Source material
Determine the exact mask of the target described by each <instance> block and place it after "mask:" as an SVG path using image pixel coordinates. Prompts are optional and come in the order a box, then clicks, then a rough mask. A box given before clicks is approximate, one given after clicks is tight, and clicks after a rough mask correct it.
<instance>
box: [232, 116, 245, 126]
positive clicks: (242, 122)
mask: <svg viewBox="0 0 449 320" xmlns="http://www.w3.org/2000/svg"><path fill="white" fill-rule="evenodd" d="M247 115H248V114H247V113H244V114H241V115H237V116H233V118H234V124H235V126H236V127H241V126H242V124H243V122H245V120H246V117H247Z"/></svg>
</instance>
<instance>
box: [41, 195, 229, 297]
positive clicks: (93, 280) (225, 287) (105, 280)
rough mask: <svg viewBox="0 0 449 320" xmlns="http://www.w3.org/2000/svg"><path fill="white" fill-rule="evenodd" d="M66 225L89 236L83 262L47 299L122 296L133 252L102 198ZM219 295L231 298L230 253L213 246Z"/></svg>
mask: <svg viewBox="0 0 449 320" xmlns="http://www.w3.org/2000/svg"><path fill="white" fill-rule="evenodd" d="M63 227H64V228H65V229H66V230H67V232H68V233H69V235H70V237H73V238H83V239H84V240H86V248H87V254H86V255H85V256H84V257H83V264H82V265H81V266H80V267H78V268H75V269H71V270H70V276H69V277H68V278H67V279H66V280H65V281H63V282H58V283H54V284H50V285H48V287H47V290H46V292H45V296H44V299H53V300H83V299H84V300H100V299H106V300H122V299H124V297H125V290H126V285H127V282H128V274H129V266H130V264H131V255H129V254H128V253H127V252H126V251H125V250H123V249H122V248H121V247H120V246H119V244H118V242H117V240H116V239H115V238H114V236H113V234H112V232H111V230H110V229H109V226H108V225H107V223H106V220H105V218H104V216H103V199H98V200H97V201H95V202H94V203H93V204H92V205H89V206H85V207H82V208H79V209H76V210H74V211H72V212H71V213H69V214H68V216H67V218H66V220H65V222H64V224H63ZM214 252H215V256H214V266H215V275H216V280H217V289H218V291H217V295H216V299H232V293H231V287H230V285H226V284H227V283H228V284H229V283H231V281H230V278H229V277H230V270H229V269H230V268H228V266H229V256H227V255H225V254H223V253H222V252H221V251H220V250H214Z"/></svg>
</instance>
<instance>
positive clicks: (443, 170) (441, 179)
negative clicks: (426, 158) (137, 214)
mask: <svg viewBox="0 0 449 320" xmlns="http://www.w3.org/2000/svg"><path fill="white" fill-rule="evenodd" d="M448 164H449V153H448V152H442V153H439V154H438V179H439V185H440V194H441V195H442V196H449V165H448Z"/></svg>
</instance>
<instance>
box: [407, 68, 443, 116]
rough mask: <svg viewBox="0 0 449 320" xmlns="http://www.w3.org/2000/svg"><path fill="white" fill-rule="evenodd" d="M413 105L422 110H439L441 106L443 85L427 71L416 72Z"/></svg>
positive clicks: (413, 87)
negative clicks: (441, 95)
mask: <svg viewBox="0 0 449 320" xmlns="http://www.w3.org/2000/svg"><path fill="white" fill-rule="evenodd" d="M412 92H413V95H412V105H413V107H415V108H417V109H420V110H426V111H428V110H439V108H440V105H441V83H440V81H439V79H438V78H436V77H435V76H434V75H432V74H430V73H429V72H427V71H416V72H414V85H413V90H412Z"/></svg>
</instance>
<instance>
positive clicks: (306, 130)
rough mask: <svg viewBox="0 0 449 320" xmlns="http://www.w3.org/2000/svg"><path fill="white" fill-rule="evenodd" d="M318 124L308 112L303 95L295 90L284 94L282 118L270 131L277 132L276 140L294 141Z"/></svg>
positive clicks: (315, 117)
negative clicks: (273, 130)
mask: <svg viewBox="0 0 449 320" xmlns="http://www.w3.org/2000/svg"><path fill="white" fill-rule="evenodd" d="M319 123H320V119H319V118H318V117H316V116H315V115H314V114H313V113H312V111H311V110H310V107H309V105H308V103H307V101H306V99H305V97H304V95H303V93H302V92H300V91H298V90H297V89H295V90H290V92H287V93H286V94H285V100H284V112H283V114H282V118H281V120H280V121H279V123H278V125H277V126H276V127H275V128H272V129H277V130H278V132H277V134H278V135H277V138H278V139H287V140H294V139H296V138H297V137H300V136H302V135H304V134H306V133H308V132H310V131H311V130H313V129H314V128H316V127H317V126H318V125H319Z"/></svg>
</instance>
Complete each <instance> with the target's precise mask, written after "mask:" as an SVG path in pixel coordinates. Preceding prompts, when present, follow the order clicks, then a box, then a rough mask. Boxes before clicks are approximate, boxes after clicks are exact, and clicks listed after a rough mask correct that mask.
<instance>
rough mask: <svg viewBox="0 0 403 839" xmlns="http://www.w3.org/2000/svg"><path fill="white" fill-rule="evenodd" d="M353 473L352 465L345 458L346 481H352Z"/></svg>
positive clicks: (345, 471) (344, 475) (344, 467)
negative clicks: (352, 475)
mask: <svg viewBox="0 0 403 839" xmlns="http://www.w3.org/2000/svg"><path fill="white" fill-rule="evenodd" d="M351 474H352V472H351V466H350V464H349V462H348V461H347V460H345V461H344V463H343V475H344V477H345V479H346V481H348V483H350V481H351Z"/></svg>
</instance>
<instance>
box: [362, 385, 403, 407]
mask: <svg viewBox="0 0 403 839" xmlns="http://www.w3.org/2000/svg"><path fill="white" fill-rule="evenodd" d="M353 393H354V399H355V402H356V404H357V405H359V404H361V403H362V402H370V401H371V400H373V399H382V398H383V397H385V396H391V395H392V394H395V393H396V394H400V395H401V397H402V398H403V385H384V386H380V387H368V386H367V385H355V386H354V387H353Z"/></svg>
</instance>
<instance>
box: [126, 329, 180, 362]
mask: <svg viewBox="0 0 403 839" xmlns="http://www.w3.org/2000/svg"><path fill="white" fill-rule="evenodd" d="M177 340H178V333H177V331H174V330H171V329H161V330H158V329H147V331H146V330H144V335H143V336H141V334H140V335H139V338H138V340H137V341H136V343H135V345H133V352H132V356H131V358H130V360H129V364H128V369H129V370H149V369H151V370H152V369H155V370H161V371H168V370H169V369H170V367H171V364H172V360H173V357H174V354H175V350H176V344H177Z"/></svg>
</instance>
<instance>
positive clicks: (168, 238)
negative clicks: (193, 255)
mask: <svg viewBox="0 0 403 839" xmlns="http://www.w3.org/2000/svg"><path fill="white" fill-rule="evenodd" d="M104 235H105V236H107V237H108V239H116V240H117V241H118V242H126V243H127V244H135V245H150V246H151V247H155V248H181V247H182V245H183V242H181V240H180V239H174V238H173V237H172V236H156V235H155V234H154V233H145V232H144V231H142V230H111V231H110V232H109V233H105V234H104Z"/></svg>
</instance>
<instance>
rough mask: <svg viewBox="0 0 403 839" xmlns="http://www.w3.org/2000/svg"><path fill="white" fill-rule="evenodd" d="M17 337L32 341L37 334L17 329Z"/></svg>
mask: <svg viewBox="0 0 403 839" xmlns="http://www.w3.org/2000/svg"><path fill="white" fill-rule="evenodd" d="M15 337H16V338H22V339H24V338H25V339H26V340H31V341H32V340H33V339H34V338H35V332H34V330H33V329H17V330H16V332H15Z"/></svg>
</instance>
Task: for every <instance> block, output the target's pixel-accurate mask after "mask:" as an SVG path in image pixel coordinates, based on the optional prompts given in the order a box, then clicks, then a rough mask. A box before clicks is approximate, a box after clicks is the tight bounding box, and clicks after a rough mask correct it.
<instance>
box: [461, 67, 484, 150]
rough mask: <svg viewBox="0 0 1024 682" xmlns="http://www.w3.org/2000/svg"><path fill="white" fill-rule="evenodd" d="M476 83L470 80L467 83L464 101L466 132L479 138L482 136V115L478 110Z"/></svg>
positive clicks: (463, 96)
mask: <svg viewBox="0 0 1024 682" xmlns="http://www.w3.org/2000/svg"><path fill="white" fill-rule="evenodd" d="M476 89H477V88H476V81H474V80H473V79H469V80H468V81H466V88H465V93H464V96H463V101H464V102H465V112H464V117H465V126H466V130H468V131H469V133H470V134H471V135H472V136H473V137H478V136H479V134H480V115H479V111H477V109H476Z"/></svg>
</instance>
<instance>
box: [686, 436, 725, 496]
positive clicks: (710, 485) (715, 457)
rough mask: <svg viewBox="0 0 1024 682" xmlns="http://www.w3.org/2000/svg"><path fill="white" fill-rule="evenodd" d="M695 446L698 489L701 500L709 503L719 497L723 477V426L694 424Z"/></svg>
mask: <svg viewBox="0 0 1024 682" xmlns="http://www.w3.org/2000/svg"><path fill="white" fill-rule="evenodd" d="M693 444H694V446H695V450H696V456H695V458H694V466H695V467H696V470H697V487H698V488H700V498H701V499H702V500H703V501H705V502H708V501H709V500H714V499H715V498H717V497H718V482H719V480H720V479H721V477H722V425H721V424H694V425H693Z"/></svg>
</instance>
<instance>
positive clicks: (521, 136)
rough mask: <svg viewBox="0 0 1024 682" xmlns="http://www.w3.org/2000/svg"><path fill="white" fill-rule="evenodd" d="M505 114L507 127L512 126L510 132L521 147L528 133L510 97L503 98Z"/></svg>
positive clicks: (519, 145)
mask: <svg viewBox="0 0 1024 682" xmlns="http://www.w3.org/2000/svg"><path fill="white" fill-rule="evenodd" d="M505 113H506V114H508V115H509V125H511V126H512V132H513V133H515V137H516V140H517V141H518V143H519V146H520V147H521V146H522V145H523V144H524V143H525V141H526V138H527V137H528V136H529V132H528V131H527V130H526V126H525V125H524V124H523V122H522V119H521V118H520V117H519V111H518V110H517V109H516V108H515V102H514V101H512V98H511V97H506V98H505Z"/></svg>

Directions for this task
Exactly as they stand, set down the lines from the top of the data through the line with "positive clicks: (93, 280)".

Task response
Determine the exact mask of the target described by each <instance> block and place it after "mask:" as an SVG path using image pixel coordinates. Prompts are optional and come in the order a box, then clicks, then a rough mask. A box given before clicks is approximate, one given after clicks is tight, and clicks after a rough mask correct it.
<instance>
box: [232, 116, 245, 126]
positive clicks: (242, 122)
mask: <svg viewBox="0 0 449 320" xmlns="http://www.w3.org/2000/svg"><path fill="white" fill-rule="evenodd" d="M247 115H248V114H247V113H244V114H241V115H237V116H233V118H234V124H235V126H236V127H241V126H242V124H243V122H245V120H246V117H247Z"/></svg>
</instance>
<instance>
box: [41, 195, 229, 297]
positive clicks: (93, 280) (225, 287) (105, 280)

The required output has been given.